#### 抜粋:
秋の七草
http://www.i-nekko.jp/kurashi/2018-090310.html 【秋の七草】 より
春の七草は1月7日の人日(じんじつ)の節供に七草粥にして食べることで有名ですが、秋にも七草があります。しかし秋の七草は、これにちなんだ節供や行事があるわけではなく、鑑賞して秋の風情を楽しむものです。
■秋の七草プロフィール
【萩】(ハギ)
「萩」とは「秋に咲く草」という意味。お彼岸のおはぎは、この萩に由来します。
【桔梗】(キキョウ)
花期は夏なので、夏の着物によく描かれています。根は太く、喉に効く生薬になります。
【葛】(クズ)
茎で籠や布を織り、根から採取したでんぷんがくず粉となります。くず粉で作ったのがくず餅。漢方薬の葛根(かっこん)は根を乾燥させたものです。
【藤袴】(フジバカマ)
乾燥させると香りが強く、桜餅のような香りがする。貴族たちは湯に入れたり、衣服や髪につけていたとか。別名「蘭草」「香水蘭」。
【女郎花】(オミナエシ)
恋に破れて身投げした女の脱ぎ捨てた山吹色の衣が、この黄色い花になったといいます。全体に大きく白い花が咲くのは「男郎花(オトコエシ)」。二つの自然交配種は淡い黄色で「オトコオミナエシ」といいます。

#### 抽出リスト:
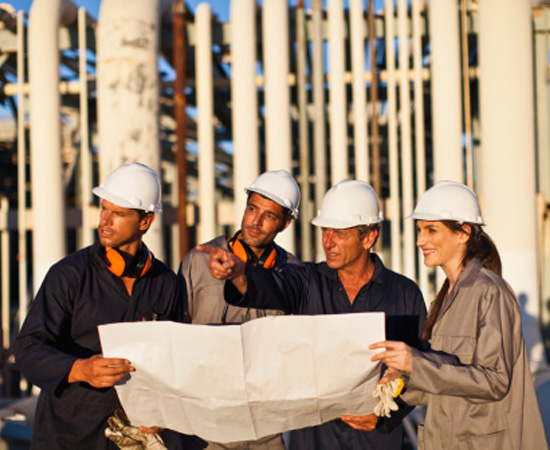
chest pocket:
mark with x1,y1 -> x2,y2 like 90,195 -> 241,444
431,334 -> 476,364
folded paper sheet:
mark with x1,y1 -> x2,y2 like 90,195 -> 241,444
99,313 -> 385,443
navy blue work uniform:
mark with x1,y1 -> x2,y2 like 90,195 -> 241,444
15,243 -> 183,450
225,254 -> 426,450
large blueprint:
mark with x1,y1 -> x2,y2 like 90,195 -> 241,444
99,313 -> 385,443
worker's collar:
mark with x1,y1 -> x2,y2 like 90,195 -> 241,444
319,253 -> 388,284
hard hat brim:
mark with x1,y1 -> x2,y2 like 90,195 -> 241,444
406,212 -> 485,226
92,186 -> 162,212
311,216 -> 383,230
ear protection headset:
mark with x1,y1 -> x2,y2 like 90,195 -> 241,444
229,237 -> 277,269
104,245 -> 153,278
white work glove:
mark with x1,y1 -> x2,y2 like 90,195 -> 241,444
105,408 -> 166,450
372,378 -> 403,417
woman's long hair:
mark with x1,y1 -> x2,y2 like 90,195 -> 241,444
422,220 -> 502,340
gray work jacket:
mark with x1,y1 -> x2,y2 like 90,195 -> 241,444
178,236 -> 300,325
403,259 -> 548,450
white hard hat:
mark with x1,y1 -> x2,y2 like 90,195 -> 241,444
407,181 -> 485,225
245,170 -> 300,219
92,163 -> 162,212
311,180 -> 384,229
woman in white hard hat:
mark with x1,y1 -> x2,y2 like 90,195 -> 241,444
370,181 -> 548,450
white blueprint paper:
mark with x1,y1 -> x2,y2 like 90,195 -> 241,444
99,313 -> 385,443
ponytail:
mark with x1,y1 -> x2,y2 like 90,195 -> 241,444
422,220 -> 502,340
...
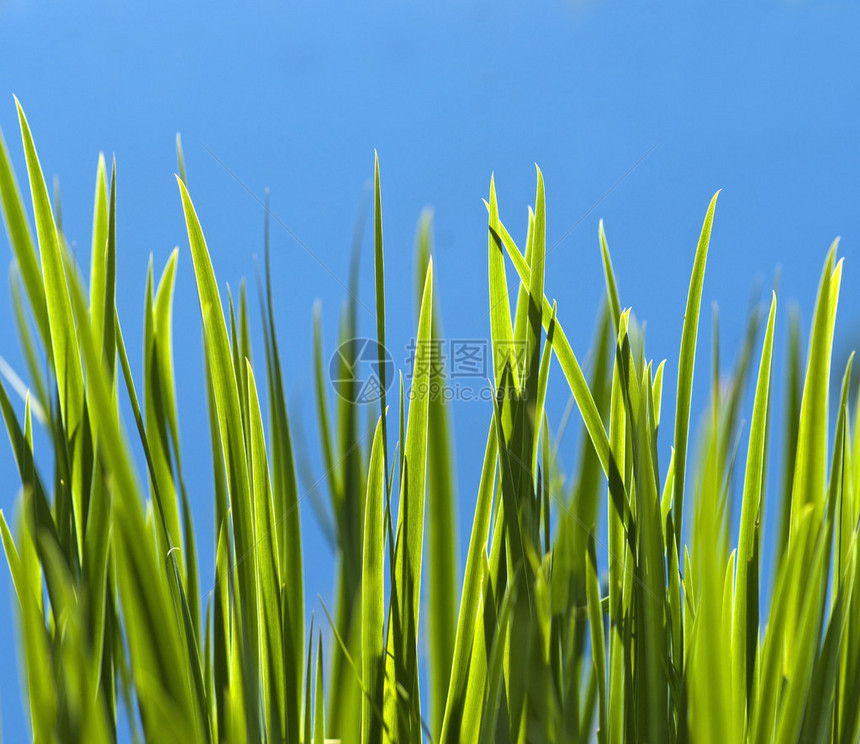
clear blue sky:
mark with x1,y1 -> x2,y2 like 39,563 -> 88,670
* * *
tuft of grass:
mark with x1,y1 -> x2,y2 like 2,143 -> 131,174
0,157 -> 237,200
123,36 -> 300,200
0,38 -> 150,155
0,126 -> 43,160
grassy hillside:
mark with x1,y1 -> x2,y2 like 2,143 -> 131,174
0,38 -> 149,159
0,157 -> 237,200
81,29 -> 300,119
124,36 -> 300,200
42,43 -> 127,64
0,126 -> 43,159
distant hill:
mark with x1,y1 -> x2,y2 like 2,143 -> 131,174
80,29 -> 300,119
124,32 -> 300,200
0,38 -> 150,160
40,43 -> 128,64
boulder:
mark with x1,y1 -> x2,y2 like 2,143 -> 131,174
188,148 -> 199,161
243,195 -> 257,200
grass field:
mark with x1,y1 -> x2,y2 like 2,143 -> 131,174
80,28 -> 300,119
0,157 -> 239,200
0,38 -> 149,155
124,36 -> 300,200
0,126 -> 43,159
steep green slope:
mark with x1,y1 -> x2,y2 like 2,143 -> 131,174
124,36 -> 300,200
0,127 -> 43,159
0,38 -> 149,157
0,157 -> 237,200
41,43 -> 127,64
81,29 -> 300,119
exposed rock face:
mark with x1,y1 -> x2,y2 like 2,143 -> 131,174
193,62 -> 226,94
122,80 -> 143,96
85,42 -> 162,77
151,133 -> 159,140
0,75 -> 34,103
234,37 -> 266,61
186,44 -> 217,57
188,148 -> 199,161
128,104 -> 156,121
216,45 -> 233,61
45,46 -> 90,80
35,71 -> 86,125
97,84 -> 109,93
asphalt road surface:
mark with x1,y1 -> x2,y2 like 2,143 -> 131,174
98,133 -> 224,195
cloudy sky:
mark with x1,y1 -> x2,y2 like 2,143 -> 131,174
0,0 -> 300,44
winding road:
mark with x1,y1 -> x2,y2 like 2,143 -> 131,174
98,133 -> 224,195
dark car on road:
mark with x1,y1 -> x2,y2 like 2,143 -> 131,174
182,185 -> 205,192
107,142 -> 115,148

#### 指示:
1. 秋の七草の抜粋では、お彼岸のおはぎは何に由来するとされていますか。
2. 秋の七草の抜粋を、最後の文の次から書き進めてください。

#### 解答一覧:
1. 萩に由来するとされています。

2.
【尾花】(オバナ)
ススキのこと。草が茂っている様子が「薄(ススキ)」で、穂が出た状態は動物の尾に見立てて「尾花」といいます。ススキは「茅(カヤ)」ともいい、これで葺いた屋根が「茅葺屋根(かやぶきやね)」です。
【撫子】(ナデシコ)
愛児を失った親が、その子の愛した花を形見として撫でたことに由来し、別名「片身花」といいます。日本女性の代名詞「大和撫子」はこの花からきています。
■秋の七草の由来
一般的には、万葉の歌人、山上憶良(やまのうえのおくら)が二首の歌に詠んだことから、日本の秋を代表する草花として親しまれるようになったとされています。
『秋の野に 咲きたる花を 指折り(およびおり) かき数ふれば 七種(ななくさ)の花』
(山上憶良 万葉集 一五三七 巻八)
『萩の花 尾花 葛花 瞿麦(なでしこ)の花 女郎花 また藤袴 朝貌(あさがお)の花』
(山上憶良 万葉集 一五三八 巻八)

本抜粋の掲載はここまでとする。